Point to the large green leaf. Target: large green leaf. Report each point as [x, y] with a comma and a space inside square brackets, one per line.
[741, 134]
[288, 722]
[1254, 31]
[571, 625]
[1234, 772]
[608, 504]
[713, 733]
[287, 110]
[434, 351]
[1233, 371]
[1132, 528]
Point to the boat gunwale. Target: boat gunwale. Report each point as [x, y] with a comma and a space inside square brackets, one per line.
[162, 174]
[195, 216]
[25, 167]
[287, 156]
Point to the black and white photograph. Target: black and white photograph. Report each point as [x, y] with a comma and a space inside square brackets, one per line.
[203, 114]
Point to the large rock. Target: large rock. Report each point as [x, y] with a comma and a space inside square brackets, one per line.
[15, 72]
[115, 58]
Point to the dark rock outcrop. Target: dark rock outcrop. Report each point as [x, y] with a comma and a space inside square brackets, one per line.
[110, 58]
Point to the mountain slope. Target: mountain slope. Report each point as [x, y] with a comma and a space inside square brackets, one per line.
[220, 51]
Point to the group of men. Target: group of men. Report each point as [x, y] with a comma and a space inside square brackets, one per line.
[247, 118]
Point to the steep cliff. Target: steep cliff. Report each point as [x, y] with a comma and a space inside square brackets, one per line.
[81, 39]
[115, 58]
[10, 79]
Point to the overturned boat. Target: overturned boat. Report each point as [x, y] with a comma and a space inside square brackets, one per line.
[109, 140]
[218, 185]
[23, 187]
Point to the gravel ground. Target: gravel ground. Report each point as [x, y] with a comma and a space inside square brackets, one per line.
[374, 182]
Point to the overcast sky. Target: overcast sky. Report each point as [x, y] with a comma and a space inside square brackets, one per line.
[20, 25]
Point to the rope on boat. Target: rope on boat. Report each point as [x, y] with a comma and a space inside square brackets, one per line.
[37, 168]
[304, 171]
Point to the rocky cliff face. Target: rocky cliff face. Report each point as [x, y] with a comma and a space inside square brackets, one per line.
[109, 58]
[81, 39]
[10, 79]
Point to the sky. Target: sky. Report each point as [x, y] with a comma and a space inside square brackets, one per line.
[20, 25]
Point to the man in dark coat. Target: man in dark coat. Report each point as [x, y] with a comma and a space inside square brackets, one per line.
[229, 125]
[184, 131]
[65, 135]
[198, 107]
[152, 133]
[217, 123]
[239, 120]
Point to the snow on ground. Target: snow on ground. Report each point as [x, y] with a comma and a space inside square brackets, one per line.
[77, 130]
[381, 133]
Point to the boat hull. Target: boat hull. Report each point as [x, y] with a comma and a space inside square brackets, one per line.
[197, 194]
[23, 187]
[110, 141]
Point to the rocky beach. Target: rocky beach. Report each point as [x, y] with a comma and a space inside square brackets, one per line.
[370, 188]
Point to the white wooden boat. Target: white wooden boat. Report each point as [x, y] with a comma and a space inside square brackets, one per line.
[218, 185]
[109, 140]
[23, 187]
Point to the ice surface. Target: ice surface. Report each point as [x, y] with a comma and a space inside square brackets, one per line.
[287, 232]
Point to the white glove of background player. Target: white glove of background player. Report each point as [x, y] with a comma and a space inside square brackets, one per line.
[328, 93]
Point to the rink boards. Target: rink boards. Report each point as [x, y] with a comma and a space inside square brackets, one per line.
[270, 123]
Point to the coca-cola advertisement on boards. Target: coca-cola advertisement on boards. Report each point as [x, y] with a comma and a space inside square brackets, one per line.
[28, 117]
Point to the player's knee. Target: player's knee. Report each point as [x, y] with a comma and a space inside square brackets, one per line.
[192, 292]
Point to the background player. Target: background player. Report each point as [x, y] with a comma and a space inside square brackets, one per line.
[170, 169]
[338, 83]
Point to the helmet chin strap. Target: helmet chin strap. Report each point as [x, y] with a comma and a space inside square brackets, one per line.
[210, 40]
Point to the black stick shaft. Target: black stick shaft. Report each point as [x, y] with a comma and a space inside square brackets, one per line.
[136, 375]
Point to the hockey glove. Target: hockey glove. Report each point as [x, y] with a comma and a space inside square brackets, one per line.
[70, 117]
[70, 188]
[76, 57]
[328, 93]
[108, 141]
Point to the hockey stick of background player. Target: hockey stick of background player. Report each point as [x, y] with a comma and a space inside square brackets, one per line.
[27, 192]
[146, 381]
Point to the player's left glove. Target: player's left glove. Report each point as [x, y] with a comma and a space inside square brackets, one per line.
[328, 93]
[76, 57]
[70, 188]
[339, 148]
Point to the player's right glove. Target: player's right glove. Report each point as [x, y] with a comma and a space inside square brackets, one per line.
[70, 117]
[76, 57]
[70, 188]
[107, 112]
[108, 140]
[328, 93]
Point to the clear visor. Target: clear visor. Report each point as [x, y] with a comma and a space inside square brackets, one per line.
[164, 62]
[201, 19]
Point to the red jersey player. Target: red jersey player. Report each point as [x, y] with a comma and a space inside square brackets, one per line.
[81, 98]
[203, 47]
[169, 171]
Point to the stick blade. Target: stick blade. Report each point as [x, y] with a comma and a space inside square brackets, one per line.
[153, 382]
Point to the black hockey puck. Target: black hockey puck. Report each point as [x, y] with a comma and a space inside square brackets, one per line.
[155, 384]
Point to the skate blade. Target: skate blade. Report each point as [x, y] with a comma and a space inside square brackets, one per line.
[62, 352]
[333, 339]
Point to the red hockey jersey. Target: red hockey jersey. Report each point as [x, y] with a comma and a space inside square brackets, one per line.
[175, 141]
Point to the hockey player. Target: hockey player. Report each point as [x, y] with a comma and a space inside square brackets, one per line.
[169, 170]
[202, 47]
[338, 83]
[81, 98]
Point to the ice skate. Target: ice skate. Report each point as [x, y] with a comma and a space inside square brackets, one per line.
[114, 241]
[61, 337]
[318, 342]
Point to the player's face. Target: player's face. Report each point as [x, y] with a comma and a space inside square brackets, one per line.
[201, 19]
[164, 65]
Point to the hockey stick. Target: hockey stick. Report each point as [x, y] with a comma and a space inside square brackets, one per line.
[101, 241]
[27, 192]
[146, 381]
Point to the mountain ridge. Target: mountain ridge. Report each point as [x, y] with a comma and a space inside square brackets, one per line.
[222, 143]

● **REQUIRED TASK**
Reproduce all of the material above, switching every "one per line" to "each on its own line" and leaving everything else unchanged.

● **ANSWER TO THIS TASK**
Point to the large green leaf. Target: large green leaf. Report each point as [x, y] with a comma and a space inside square brackets, each on its own line.
[741, 134]
[288, 722]
[1254, 31]
[571, 625]
[1234, 772]
[608, 504]
[713, 733]
[287, 110]
[434, 351]
[1233, 371]
[1132, 528]
Point to the boat gunwale. Target: boat gunwale. Report each point as [x, y] with a comma and a space inside square brackets, each on its own line.
[162, 174]
[195, 216]
[25, 167]
[287, 156]
Point to the black and white photograph. Target: black and white photograph. Report each point as [x, y] with a comma and a space inside square brackets, each on its own line.
[203, 114]
Point to the large rock. Target: large rock. Report each point as [x, y] with a comma and a space inside square brackets, each on its own line.
[15, 72]
[115, 58]
Point to the dark rock outcrop. Target: dark rock outcrop. Report each point as [x, y] with a comma and a space inside square brackets, each on its own line.
[110, 58]
Point to the mountain slope. Target: mountain slope. Report each point as [x, y] with a comma and a space inside square brackets, each on its own line.
[220, 51]
Point to the group of men. Target: group of men. Report each point as [x, y] with a comma and a space inside square brackets, each on its own line.
[247, 118]
Point to the steep cliff. Target: steep cliff. Report each point as [x, y] with a comma and a space inside square brackets, each on its own line.
[81, 39]
[115, 58]
[10, 79]
Point to the overturned boat. Target: overturned boat. Report each point as [x, y] with a comma and a space inside square brackets, each on its own line.
[109, 140]
[218, 185]
[23, 187]
Point to the gravel ground. Target: gravel ground. Report each point as [x, y] with a comma and a space inside square brackets, each on its own line.
[374, 182]
Point to the overcast sky. Target: overcast sky. Report each point as [x, y] with a comma and a space inside square brackets, each on its own line.
[20, 25]
Point to the rope on boat. Target: rope on boat. Report each point as [x, y] with a comma and a space inside square brackets, each on its own line.
[37, 168]
[304, 171]
Point to the rocky cliff face. Target: rocky cliff face. Report each point as [x, y] with a comma and a space inside square brackets, each on its own line.
[109, 58]
[81, 39]
[10, 79]
Point to the sky. Target: sky. Report each point as [x, y] with a comma and a space inside square brackets, each on its own line.
[20, 25]
Point to the man in dark coat. Target: man in dark coat. Report each point as [x, y] with a comma and a space inside square brackets, each on its own line.
[229, 125]
[184, 131]
[65, 135]
[198, 107]
[152, 133]
[217, 123]
[239, 120]
Point to the snow on ground. Target: snow on ground. Report each point as [x, y] with a comma and a space inside square brackets, each on its own line.
[77, 130]
[381, 133]
Point to the boat hull. Target: boat hull. Report each point as [x, y] with a comma and a space inside square brackets, each on its own line.
[197, 194]
[23, 187]
[110, 141]
Point to the rocky beach. Target: rocky beach. Report each point as [x, y] with a comma and a space inside square brackets, each on its own line.
[370, 188]
Point to the white wooden boat. Target: white wooden boat. Report each point as [x, y] with a comma and a space inside square brackets, each on its own line.
[218, 185]
[109, 140]
[23, 187]
Point to the ice surface. Target: ice surface. Report each point as [x, y] with a comma and a space inside square brackets, each on its own line.
[287, 232]
Point to the white glove of background player. Target: white glove of background player. Report each point as [x, y] with a comma and a space inside square brackets, each on its own line.
[328, 93]
Point to the rink boards. Target: rink boards. Report each point as [x, y] with a comma and a space inside square brackets, each on its own line.
[270, 123]
Point to the coca-cola advertisement on boards. Target: coca-cola advertisement on boards. Report each point as [x, y] with a comma and a space inside square brackets, each on its own line.
[28, 117]
Point to the player's knee. Target: player's knee. Report each point as [x, y] with a comma and a space inside square brackets, each on its own line.
[192, 292]
Point to the background player. Target: background player. Report each point as [x, y] with a comma and a space inside square brackets, each on its own line.
[170, 169]
[338, 83]
Point to the helmet chin strap. Target: helmet chin strap. Report each point as [x, y] with a comma and a space inside square brackets, each on its own line.
[210, 40]
Point to the black stick shaft. Target: black stick shaft. Report each point as [x, y] with a comma and a space inside square brackets, each on its own line.
[136, 375]
Point to the hockey glove. Target: hockey glove. Report each point as [x, y] with a comma and a space inside square brackets, each on its own line.
[70, 117]
[70, 188]
[76, 57]
[328, 93]
[108, 141]
Point to the hockey stick of background player. Target: hockey stick of background player. Report each point as [x, y] with a comma and a space inside square brackets, each on its own line.
[27, 192]
[146, 381]
Point to the player's left glove. Target: player's left glove. Report each point as [x, y] with a comma and a space inside square brackets, each on its own line.
[328, 93]
[76, 57]
[70, 188]
[339, 148]
Point to the player's right glove. Target: player's right glove. Report each point as [x, y] with a comma and a space inside square brackets, each on its own line.
[70, 117]
[76, 57]
[70, 188]
[107, 112]
[108, 140]
[328, 93]
Point to the clear visor. Target: clear visor. Report each point as [x, y] with a comma and a space inside square brackets, each on its own line.
[164, 62]
[201, 19]
Point to the red jersey player. Target: red jersey player. Report each point as [x, y] with a comma and a space inside square brackets, each on its own line.
[81, 98]
[203, 47]
[169, 171]
Point to the stick blade. Target: stick blade. Report each point as [x, y] with a comma and a space inside square brackets, each on its own line.
[153, 382]
Point to the black hockey puck. Target: black hockey puck. Report each point as [x, y] with a comma and a space inside square brackets, each on its own line.
[155, 384]
Point to the skate blade. Target: skate blade. Report each point as [x, y] with a comma and a space inside square brackets, each on its own line.
[62, 352]
[333, 339]
Point to the red hockey jersey. Target: red hockey jersey. Report each point as [x, y] with a comma and a space inside square brackets, each on its own line.
[175, 141]
Point to the hockey player. Target: hockey player. Report each point as [x, y] with a comma and a space inside square brackets, each on its own line.
[169, 170]
[202, 47]
[338, 83]
[81, 98]
Point to the ice skate. Target: ice skate. Report each point as [x, y] with a comma and a space inside square brackets, each on its own line.
[114, 241]
[61, 337]
[318, 342]
Point to the player's face. Target: player's face. Report each point as [x, y] with a comma and a space inside square brackets, each on its own line.
[201, 19]
[164, 65]
Point to the hockey stick. Target: hockey stick. Report each point as [x, y] with a comma and a space inside square brackets, each on its own line.
[101, 241]
[27, 192]
[146, 381]
Point to the mountain ridge. Target: mountain ridge. Report each point as [x, y] with a comma and a space inside square brackets, each on its own line.
[222, 143]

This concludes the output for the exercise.